Begin
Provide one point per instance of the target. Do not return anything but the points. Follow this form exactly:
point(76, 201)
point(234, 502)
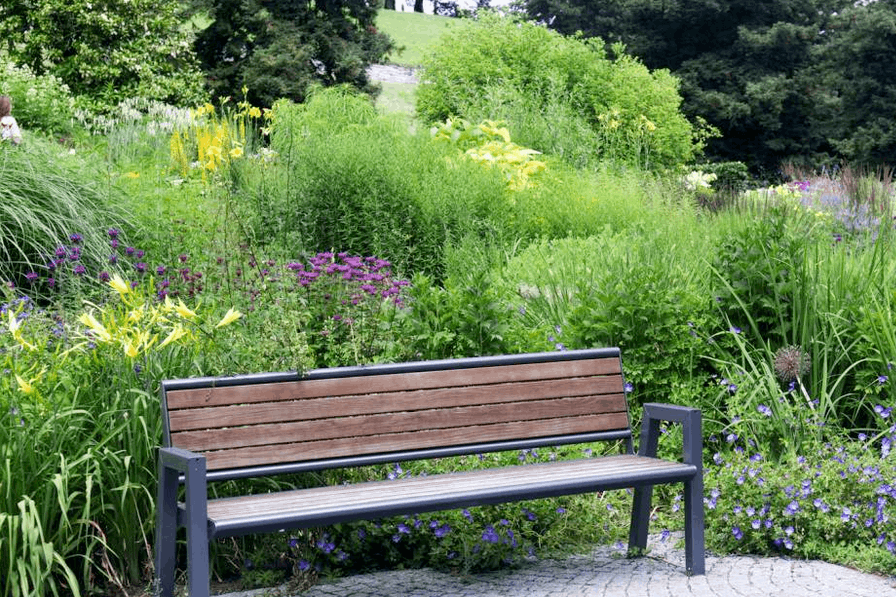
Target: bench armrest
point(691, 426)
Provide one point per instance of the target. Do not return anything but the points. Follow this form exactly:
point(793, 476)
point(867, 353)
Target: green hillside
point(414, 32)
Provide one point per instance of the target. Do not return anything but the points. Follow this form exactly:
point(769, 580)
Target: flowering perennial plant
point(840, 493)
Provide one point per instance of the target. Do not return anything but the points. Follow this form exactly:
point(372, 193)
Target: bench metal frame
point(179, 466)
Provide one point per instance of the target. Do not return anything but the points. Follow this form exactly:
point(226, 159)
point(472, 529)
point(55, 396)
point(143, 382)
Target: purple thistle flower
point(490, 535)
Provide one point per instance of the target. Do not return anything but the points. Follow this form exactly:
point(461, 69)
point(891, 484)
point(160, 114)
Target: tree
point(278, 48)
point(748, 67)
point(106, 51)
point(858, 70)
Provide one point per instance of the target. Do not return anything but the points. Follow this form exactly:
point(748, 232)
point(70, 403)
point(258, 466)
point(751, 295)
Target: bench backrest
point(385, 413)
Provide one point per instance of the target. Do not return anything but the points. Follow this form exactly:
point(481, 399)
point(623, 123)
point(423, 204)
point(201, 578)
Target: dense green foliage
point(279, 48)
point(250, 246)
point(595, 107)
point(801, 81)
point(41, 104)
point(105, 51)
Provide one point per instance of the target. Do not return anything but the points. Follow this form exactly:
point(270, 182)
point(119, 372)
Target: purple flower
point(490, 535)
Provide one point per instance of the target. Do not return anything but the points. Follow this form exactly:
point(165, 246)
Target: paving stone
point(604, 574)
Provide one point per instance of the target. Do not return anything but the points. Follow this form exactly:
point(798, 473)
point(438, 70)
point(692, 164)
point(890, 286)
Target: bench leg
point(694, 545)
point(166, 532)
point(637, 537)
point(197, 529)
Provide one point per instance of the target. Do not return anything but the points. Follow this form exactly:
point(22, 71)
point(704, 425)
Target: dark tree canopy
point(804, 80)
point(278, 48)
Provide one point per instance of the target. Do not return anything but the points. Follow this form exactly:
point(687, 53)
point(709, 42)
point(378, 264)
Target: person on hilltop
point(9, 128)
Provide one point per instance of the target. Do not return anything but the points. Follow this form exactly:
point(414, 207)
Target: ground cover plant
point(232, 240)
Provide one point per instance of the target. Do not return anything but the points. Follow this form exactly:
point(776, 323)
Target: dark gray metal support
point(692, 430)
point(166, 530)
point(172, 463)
End
Begin
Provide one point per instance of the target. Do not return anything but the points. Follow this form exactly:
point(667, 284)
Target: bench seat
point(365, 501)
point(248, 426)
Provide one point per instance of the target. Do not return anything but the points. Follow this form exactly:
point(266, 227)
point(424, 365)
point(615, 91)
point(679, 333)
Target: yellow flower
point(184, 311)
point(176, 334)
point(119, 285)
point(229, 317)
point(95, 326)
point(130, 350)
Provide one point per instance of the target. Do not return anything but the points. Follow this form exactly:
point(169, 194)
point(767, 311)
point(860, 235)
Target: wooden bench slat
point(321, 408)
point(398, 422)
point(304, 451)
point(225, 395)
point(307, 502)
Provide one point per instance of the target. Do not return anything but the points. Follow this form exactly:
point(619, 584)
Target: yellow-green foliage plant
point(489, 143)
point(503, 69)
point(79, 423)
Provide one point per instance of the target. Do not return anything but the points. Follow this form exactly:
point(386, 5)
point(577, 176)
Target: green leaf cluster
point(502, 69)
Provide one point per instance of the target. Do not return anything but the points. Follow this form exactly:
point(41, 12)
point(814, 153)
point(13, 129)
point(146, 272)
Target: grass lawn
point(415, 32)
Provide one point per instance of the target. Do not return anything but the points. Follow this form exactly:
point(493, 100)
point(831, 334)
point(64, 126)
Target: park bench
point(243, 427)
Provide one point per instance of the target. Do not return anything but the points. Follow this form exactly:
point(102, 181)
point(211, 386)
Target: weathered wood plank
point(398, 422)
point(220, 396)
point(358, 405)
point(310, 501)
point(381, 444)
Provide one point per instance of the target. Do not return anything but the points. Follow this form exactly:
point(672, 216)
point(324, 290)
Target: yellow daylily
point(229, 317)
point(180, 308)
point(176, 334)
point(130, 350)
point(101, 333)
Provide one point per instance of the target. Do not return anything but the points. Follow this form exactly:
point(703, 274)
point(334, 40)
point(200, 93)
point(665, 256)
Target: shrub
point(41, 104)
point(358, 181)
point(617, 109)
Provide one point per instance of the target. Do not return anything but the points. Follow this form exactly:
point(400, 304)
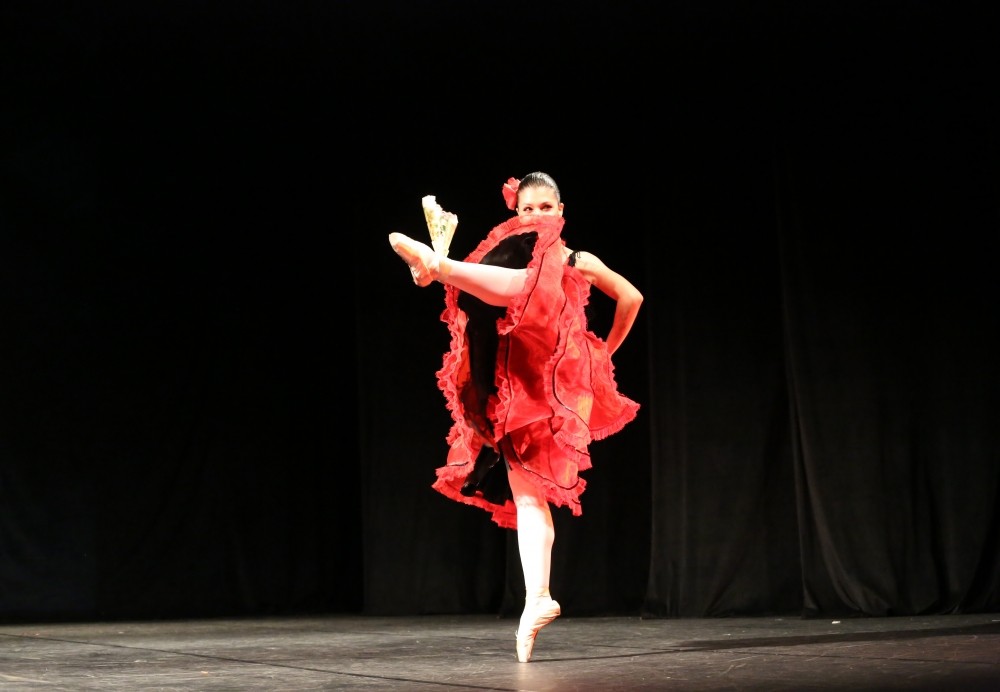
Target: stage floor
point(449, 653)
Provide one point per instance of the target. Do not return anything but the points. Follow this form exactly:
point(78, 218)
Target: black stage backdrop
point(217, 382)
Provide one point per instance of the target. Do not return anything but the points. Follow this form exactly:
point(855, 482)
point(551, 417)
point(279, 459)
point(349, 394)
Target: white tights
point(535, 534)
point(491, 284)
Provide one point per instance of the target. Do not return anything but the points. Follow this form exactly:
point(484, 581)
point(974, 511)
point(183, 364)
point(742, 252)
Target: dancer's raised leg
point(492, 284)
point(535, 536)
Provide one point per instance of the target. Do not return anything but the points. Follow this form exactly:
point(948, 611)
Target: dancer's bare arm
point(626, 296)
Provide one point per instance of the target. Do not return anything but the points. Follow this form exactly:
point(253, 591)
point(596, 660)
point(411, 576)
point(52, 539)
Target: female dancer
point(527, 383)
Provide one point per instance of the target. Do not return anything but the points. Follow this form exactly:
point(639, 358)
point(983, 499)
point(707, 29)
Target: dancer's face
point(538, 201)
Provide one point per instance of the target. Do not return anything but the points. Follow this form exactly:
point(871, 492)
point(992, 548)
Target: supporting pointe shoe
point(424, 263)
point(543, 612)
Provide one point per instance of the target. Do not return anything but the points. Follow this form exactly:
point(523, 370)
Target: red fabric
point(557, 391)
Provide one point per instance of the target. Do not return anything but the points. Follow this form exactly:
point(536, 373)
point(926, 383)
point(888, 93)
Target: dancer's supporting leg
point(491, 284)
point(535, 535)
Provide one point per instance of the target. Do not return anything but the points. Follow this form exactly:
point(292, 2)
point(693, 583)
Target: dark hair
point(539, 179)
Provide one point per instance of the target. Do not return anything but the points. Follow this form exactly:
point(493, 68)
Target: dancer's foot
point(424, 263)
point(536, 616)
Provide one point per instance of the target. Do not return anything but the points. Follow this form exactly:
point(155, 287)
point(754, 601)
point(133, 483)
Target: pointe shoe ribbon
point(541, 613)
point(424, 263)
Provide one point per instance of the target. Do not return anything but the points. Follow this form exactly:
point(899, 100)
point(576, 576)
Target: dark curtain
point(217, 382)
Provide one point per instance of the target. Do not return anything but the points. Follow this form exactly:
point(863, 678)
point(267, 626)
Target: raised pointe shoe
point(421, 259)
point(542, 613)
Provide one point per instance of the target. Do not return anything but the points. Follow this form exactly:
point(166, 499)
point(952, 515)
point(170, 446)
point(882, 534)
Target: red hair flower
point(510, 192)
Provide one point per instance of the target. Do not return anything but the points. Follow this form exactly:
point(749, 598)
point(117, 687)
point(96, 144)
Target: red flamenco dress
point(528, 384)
End
Find each line in the records above that contains the word "dancer" and copy it out in full.

-- Response --
Target: dancer's raised leg
Target: dancer's bare arm
Target: female dancer
Target: dancer's face
Target: dancer's supporting leg
Target: dancer's foot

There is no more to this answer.